(Part of a data file)

══════════

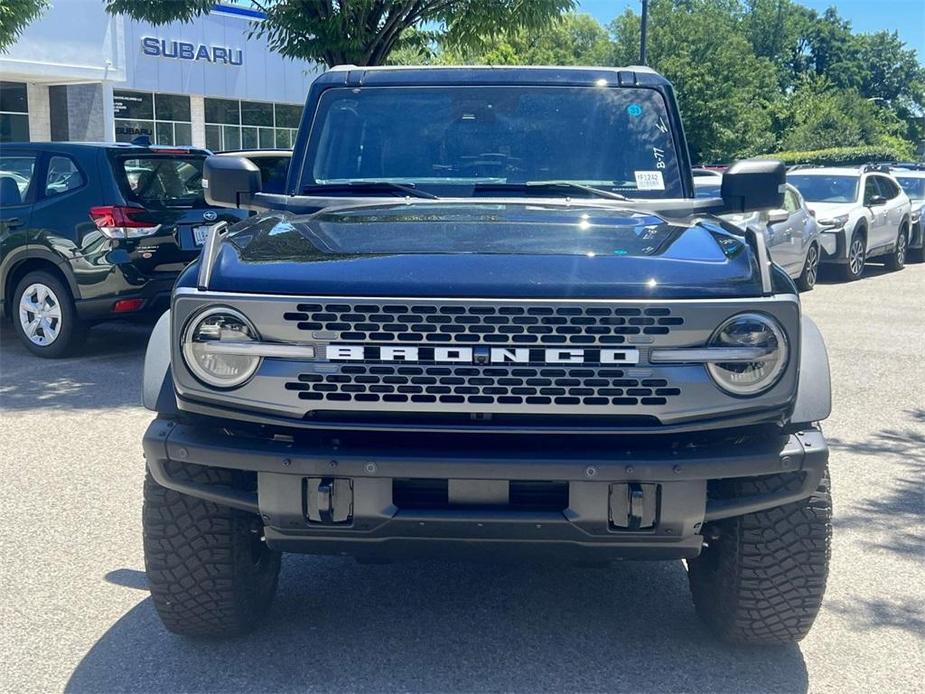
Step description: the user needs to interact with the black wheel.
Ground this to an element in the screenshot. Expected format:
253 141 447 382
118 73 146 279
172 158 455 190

══════════

• _Directive_
Duplicate all of the records above line for line, leaving out the pictures.

• _Output for this exercise_
Step description: the user needs to interact with the black wheel.
Ground this to an element in the screenshot. Expected format:
253 141 447 382
118 73 146 279
172 158 455 190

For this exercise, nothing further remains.